[Data lines]
———
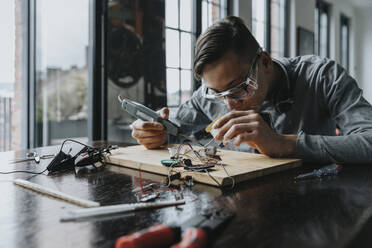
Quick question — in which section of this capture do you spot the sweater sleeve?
[296,61,372,164]
[168,89,211,143]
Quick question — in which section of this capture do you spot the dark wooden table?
[0,142,372,248]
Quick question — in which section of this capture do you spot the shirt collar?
[267,59,294,113]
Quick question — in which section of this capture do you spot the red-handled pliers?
[115,209,234,248]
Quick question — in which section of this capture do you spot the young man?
[132,17,372,163]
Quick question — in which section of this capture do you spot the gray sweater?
[170,56,372,163]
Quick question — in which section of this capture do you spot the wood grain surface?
[106,146,301,186]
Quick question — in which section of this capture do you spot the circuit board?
[105,145,302,187]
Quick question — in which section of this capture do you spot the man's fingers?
[215,113,259,139]
[132,120,164,130]
[213,110,255,128]
[234,133,256,148]
[223,121,259,141]
[158,108,169,119]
———
▶ Instructions for the task: Output every line of the rows above as a JSON list of strings, one string per line, with blank lines and the pictures left out.

▶ The response:
[
  "Quick question — in which section of this capture do you spot the sweater sleeve?",
  "[296,61,372,164]",
  "[168,89,211,143]",
  "Quick question — in which section of this capture do you spot the dark wooden table?",
  "[0,142,372,248]",
  "Quick question — in which section of this capture do you spot the shirt collar?",
  "[267,59,294,113]",
  "Quick question — in which section of this capture do you spot the red-handled pliers?",
  "[115,209,234,248]",
  "Quick question — in which section of this capture do you spot the young man?",
  "[132,17,372,163]",
  "Quick question — in which section of this capture do you spot the gray sweater?",
  "[170,56,372,163]",
  "Quick question — in which section of this capture do you spot the wood grain surface?",
  "[106,146,301,186]",
  "Quick question — in which section of this capture do you spot the circuit board?",
  "[105,145,302,187]",
  "Quick question — in which section of this capture do you spot the man's fingers?",
  "[215,113,259,139]",
  "[132,120,164,130]",
  "[213,110,255,128]",
  "[234,133,256,148]",
  "[223,121,259,141]",
  "[158,108,169,119]"
]